▶ Extrait de page:
★ ★ ★ ★

Les femmes transgenres conservent leur prostate, même après chirurgie affirmant le genre et restent donc à risque de cancer de la prostate (CP). Les données à ce sujet sont très limitées mais, dans un numéro récent du JAMA, F Nik -Ahd et collaborateurs rapportent une série notable de CP survenus chez des femmes transgenre, à partir des données médicales du système de santé des Veterans Affairs (VA).
Ils ont ciblé tous les adultes ayant été codés pour CP et, dans le même temps, ayant eu, au moins, un code témoignant d’une identité transgenre, entre Janvier 2000 et Novembre 2022. Dans un second temps, les diagnostics de CP et de transgenre ont été confirmés. Le nombre de cas annuels décelés était proche de celui estimé. Le recours aux œstrogènes, dans un but de féminisation, était très fréquent, ces hormones abaissant le taux de testostérone et diminuant par ailleurs le risque de CP. Dans cette série de F. Nik-Ahd, les malades présentant un CP ont été classées en 3 groupes : non utilisation d’œstrogènes vie durant, utilisation passée mais arrêtée lors du diagnostic de CP, enfin maintien d’un traitement hormonal actif. De par la faible taille des échantillons, les analyses n’ont pu être que descriptives.
Sur un ensemble de 449 patients avec un diagnostic de CP et identité de genre reconnus, 155, soit 35 % étaient des femmes transgenres, soit une fréquence approximative de 14 cas annuels ; 116 d’entre elles n’avaient jamais pris d’œstrogènes, 17 en avaient utilisé par le passé et 22 conservaient un traitement hormonal actif lors de la découverte du CP.
L’âge médian était de 61 ans lors du diagnostic ; 88 % étaient blancs. Le taux de PSA médian était à 6,8 ng/mL. En cas d’utilisation préalable d’œstrogènes, la durée de traitement antérieur avait été de 32 mois. Sur le plan tumoral, 43 % (50/ 115) des biopsies prostatiques étaient de stade 1 et 45 % de patientes (49/108) présentaient cliniquement un stade T1. L’immense majorité des malades n’avaiet pas eu d’orchidectomie bilatérale.

★ ★ ★ ★

▶ Données enregistrées:
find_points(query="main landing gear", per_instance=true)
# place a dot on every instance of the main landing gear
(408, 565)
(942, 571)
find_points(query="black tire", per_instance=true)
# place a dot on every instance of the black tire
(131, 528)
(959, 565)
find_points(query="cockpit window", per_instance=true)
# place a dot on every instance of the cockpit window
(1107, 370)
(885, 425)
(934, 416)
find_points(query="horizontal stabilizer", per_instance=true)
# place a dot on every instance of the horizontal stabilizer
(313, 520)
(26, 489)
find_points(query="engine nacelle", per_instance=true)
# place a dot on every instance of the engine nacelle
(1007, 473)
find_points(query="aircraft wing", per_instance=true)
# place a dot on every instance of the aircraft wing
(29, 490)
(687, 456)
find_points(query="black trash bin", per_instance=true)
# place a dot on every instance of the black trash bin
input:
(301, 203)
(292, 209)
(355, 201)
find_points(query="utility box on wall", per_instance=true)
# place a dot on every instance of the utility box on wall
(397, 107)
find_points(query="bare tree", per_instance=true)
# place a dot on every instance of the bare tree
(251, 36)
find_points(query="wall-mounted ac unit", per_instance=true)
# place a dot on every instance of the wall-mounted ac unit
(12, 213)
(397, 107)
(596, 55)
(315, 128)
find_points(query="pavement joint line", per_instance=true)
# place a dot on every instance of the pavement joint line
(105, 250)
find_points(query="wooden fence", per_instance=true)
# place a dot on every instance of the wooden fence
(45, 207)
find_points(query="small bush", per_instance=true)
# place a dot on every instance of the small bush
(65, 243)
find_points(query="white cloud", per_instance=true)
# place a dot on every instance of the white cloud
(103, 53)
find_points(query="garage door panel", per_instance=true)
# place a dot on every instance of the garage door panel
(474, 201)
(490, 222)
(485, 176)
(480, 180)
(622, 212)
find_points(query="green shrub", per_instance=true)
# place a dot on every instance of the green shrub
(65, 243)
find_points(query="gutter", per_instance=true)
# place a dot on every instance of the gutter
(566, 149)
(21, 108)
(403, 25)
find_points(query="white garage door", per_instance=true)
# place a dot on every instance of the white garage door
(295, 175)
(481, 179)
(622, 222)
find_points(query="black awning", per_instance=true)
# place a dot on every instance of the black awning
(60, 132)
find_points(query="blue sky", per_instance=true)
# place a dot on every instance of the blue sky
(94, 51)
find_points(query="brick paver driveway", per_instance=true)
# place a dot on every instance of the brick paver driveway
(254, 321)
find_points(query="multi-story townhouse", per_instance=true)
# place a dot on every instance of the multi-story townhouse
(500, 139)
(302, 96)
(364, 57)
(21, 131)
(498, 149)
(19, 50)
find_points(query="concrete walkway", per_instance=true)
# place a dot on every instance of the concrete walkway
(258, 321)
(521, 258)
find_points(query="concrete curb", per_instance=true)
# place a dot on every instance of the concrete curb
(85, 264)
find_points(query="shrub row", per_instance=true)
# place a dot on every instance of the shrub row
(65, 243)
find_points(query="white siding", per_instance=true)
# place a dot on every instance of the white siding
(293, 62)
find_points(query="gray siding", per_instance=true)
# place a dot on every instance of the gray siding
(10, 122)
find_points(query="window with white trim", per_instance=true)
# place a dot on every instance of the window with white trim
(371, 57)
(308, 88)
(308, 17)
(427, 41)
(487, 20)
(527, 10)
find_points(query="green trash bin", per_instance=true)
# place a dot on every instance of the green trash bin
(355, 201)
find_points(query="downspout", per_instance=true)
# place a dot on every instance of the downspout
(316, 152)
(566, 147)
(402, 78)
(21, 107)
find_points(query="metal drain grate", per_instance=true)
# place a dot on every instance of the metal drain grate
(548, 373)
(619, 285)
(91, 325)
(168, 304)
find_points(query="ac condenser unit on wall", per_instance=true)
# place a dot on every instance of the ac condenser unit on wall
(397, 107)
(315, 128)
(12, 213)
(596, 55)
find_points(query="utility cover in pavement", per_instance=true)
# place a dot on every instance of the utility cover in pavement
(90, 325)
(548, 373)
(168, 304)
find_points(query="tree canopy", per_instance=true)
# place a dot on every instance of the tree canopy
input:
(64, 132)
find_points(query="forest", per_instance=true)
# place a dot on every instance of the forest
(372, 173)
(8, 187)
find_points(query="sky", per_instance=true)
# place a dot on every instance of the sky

★ ★ ★ ★

▶ Questions:
1 - Traduisez en anglais cette phrase de l'extrait sur le cancer de la prostate : « Le taux de PSA médian était à 6,8 ng/mL. »
2 - D'après l'extrait sur le cancer de la prostate, combien de femmes transgenres conservaient un traitement hormonal actif lors de la découverte du CP ?
3 - Recopiez mot pour mot le passage de l'extrait sur le cancer de la prostate qui commence aux mots « Sur un ensemble » et s'arrête après « découverte du CP. ».
Les entrées proviennent d'une autre source que l'extrait.

▶ Résultats par tâche:
1 - The median PSA level was 6.8 ng/mL.

2 - 22 femmes transgenres.

3 -
Sur un ensemble de 449 patients avec un diagnostic de CP et identité de genre reconnus, 155, soit 35 % étaient des femmes transgenres, soit une fréquence approximative de 14 cas annuels ; 116 d’entre elles n’avaient jamais pris d’œstrogènes, 17 en avaient utilisé par le passé et 22 conservaient un traitement hormonal actif lors de la découverte du CP.